- [DATA RECORDS]
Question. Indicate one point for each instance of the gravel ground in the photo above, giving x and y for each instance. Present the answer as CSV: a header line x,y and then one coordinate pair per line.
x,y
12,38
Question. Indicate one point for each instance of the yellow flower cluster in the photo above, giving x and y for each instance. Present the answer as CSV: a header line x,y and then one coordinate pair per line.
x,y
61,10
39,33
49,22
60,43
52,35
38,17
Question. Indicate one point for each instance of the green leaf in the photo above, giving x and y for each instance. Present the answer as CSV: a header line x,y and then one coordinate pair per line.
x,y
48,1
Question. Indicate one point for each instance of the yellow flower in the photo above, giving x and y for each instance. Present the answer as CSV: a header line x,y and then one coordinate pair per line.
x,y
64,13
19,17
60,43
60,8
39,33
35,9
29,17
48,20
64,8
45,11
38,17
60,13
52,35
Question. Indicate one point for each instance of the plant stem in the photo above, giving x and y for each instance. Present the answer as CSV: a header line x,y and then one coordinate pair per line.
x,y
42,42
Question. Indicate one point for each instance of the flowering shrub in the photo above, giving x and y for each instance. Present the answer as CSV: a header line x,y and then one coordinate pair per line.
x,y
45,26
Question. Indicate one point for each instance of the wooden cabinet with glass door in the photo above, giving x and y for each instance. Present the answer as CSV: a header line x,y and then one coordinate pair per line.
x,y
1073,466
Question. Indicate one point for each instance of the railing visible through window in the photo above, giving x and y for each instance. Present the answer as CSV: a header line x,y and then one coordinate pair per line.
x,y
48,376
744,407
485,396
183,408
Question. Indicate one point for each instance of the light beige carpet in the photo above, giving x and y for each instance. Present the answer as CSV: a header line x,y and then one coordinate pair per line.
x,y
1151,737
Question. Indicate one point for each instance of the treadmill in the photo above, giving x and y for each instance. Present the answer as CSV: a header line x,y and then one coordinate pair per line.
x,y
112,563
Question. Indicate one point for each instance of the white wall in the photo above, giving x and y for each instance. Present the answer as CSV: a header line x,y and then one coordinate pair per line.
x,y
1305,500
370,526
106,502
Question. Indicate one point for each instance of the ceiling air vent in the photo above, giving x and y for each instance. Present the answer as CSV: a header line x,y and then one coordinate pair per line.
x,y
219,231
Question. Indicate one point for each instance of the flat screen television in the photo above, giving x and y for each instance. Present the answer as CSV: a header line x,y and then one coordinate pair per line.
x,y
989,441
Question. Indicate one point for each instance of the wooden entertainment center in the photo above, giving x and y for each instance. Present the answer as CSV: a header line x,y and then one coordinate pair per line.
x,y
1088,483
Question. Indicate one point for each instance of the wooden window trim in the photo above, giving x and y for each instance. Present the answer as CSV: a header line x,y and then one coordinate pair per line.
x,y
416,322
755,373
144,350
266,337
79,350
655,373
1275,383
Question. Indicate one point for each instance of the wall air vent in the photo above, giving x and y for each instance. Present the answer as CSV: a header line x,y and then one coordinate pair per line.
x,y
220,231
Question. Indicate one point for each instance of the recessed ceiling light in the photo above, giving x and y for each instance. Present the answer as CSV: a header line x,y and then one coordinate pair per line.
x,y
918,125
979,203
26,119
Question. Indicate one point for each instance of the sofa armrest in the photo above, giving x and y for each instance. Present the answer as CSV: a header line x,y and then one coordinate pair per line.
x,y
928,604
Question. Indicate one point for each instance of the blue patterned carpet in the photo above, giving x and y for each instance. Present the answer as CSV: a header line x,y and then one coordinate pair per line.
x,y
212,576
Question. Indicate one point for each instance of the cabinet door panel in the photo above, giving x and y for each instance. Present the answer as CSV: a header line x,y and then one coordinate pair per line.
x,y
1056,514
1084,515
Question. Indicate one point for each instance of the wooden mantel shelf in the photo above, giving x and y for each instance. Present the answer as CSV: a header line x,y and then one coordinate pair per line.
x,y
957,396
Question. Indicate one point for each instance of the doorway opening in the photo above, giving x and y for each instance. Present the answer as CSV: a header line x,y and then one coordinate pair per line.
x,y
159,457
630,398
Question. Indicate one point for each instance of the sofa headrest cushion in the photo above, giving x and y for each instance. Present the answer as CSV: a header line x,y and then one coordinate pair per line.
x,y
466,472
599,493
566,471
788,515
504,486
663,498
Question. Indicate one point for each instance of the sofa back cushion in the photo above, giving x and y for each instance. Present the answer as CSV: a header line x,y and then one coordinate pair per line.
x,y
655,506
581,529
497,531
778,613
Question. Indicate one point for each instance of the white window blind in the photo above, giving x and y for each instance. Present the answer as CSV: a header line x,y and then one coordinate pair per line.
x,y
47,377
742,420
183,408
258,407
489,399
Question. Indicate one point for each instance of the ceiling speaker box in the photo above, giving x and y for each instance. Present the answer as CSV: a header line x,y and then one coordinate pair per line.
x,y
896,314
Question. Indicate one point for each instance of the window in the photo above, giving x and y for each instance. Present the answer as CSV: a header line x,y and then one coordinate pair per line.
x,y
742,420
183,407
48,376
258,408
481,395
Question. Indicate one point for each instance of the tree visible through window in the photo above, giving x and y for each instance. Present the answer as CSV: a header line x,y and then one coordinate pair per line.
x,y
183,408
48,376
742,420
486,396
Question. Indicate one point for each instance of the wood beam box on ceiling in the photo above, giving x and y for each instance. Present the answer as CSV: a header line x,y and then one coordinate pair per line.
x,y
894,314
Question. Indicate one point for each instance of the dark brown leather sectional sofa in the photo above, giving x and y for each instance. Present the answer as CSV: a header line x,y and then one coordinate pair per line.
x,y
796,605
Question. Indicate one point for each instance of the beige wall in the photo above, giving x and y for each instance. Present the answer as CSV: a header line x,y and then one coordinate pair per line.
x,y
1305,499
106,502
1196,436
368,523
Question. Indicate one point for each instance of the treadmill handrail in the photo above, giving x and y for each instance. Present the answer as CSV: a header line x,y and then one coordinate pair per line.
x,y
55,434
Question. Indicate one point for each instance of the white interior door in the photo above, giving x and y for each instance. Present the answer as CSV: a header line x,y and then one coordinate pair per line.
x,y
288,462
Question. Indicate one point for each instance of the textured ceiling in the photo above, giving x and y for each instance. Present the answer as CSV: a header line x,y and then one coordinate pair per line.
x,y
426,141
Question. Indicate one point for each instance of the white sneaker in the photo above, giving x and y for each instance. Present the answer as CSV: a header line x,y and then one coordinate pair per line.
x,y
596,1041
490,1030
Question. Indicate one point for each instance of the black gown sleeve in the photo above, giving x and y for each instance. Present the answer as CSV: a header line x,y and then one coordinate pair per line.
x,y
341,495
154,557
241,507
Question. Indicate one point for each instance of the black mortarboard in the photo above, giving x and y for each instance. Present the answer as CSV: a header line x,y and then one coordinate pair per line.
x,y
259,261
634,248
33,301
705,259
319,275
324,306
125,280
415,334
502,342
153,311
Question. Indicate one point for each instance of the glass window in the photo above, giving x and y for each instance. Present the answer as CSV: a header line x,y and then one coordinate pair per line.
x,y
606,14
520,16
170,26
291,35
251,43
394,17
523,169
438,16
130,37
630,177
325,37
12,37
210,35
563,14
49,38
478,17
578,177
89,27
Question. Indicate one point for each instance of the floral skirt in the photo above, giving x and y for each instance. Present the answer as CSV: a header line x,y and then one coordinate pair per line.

- [ABOUT THIS TASK] Could you transcribe the records in full, exactly?

- [REPLY TO THE TASK]
Question. Indicate one point for each instance of the gravel ground in the photo above, giving x and y for each instance. Present the answer as CSV: a header line x,y and then one coordinate pair per line.
x,y
12,38
Question. Indicate one point for each instance of the yellow flower cluster in the photo above, giving x and y for each instance. Present the answer as CSV: a header line x,y and then one coordinate pair per line.
x,y
61,10
39,33
49,22
60,43
52,35
38,17
Question. Indicate one point for each instance of the green leaf in the photo above, giving x and y for each instance. Present the answer as CSV: a header line x,y and then one coordinate pair per line.
x,y
48,1
Question. Indicate one point for each instance of the yellow flower in the photo above, giving x and y for each instance. Present the answer as CSV: a header line x,y and then one coordinate pair per line.
x,y
64,13
19,17
60,43
60,8
39,33
35,9
29,17
48,20
64,8
45,11
38,17
60,13
52,35
Question. Indicate one point for each instance of the plant stem in the photo above, giving x and y for each instance. Present the answer as CSV: a header line x,y and then one coordinate pair per line.
x,y
42,42
Question. Indicate one point for each instance of the flowering shrub in the photo above, giving x and y for each instance. Present the answer as CSV: a header line x,y and then one coordinate pair per line.
x,y
45,26
Question. Indicate one point for each instance of the wooden cabinet with glass door in the photo above, giving x and y for each instance. Present the answer as CSV: a header line x,y and then one coordinate pair per line.
x,y
1073,466
Question. Indicate one point for each instance of the railing visible through window in the photo above, giving x and y for each instance. Present the answer as CSV: a header line x,y and then one coordinate pair per line.
x,y
48,376
744,407
485,396
183,408
Question. Indicate one point for each instance of the light beige carpet in the photo above, giving x and y for each instance. Present the answer as CSV: a header line x,y and then one coordinate pair per line.
x,y
1151,737
Question. Indicate one point for each instance of the treadmill in the photo above, giving x and y for each instance. Present the answer as CSV: a header line x,y and then one coordinate pair per line.
x,y
112,563
Question. Indicate one point for each instance of the white wall in the photo above, giving x and y for each instance. Present the answer as CSV: a header line x,y and then one coordinate pair per line.
x,y
1305,500
370,526
106,502
Question. Indicate one point for each instance of the ceiling air vent in the photo above, giving x and y for each instance. Present the answer as CSV: a header line x,y and then one coordinate pair per line.
x,y
219,231
Question. Indicate one point for each instance of the flat screen television in the photo above, giving x and y for each instance. Present the answer as CSV: a header line x,y and then one coordinate pair per line.
x,y
989,441
Question. Indicate one point for each instance of the wooden entertainment center in the photo above, giving x and y for each instance. Present the answer as CSV: a header line x,y and then one coordinate pair per line.
x,y
1088,483
Question. Indicate one point for each instance of the wooden window trim in the photo above, giving x and y for each instance. Present the answer as CSV: a header line x,y and then one coordinate pair per line.
x,y
416,322
755,373
144,350
266,337
79,350
655,373
1275,383
Question. Indicate one point for each instance of the wall air vent in the photo above, giving x and y for each instance. Present the answer as CSV: a header line x,y and then one coordinate pair per line.
x,y
220,231
Question. Indicate one point for each instance of the recessed ceiling light in the photo above, giving x and y for each instance. Present the answer as CSV: a header line x,y and then one coordinate pair per line.
x,y
918,125
979,203
26,119
Question. Indicate one point for each instance of the sofa armrest in the photo above, giving x and y for each instance. Present the answer as CSV: a header line x,y and then one coordinate pair per line.
x,y
928,604
Question. Indicate one point for each instance of the blue patterned carpet in the photo above, giving x and y for each instance. Present the answer as CSV: a header line x,y and then one coordinate pair per line.
x,y
212,576
Question. Indicate one point for each instance of the cabinet door panel in the photo above, giving x and y for each instance. Present the answer as CSV: a header line x,y and then one coordinate pair per line.
x,y
1056,514
1084,515
Question. Indicate one point for each instance of the wooden mantel shelf in the photo above, giving x and y for each instance. Present the answer as CSV: a header line x,y and then one coordinate pair per line.
x,y
957,396
Question. Indicate one point for each instance of the doorway opening in the photo above, giving x and y for each instance. Present the answer as CSV: a header line x,y and then one coordinate pair per line.
x,y
159,457
630,398
Question. Indicate one point for each instance of the sofa headrest cushion in the photo above, giving x and y for each instance. Present the answer as CSV: a header line x,y and then one coordinate pair per line.
x,y
466,472
599,493
566,471
788,515
504,486
663,498
Question. Indicate one point for each instance of the sofa back cushion in the photo above, giving x and y for each instance. Present the answer as CSV: a header line x,y and then one coordinate pair per line.
x,y
655,506
581,529
497,531
778,613
Question. Indicate one point for each instance of the white window blind in the photo above, giving x and y for each instance. Present the answer as CSV: a header line x,y and then one coordinate pair per line.
x,y
47,377
742,420
183,408
258,407
489,399
Question. Indicate one point for each instance of the ceiling speaker box in the photo above, giving x and y for each instance. Present the answer as CSV: a header line x,y and then one coordinate pair per line.
x,y
896,314
Question. Indicate one point for each instance of the window in the photo above, giving x and y for each instance. Present the answer as CSV: a header line x,y and then one coordinate pair per line.
x,y
742,420
183,407
48,376
258,408
481,395
Question. Indicate one point for each instance of the tree visible through window in the photo above, giving x and y for each instance. Present the answer as CSV: a header line x,y and then one coordinate pair per line.
x,y
183,408
48,376
742,420
486,396
Question. Indicate one point for each instance of the wood beam box on ceiling in the photo above, giving x and y for each instance. Present the answer as CSV: a header line x,y and then one coordinate pair per line.
x,y
894,314
Question. Indicate one point for each instance of the dark brown leather sectional sofa in the photo above, giving x and y for each instance. Present the answer as CSV: a header line x,y and then one coordinate pair per line.
x,y
796,605
Question. Indicate one point for each instance of the beige wall in the photo above, giving x and y for each instance. Present the answer as CSV: a header line x,y and then one coordinate pair per line.
x,y
1305,499
106,502
1196,436
368,523
Question. Indicate one point for each instance of the treadmill handrail in the photo above, giving x and y for each instance. Present the answer as CSV: a header line x,y and then one coordinate pair per line.
x,y
55,434
Question. Indicate one point for each instance of the white interior door in the photo above, giving x and y for each instance. Present the answer as CSV: a header line x,y and then one coordinate pair per line.
x,y
288,462
Question. Indicate one point for each instance of the textured ceiling in the photo above, giving x and y for each instance. Present the answer as CSV: a header line x,y and then one coordinate pair per line.
x,y
426,141
Question. Indicate one point for each instance of the white sneaker in the photo above, giving x and y for each instance. Present the answer as CSV: a header line x,y and then one coordinate pair per line.
x,y
596,1041
490,1030
Question. Indicate one point for each instance of the black gown sleeve in the photo above, giving x and y for each instance. Present the answer as CSV: a header line x,y and then one coordinate pair per line.
x,y
341,495
154,557
241,507
Question. Indicate one point for each instance of the black mortarboard in the photo above, giving x and y for each instance. Present the answer as CSV: a header line x,y and then one coordinate pair per line.
x,y
259,261
634,248
33,301
705,259
319,275
324,306
125,280
415,334
502,342
153,311
Question. Indicate one point for each instance of the glass window in the photo above, giving x and y for each instance. Present the answer as CSV: a header line x,y and then one coordinate pair per line.
x,y
606,14
520,16
170,26
291,35
251,43
394,17
523,169
438,16
130,37
630,177
325,37
12,37
210,35
563,14
49,38
478,17
578,177
89,27
Question. Indicate one point for each instance of the floral skirt in the photo above, giving x and y for each instance. Present the answer as CSV: a header line x,y and then one coordinate pair per line.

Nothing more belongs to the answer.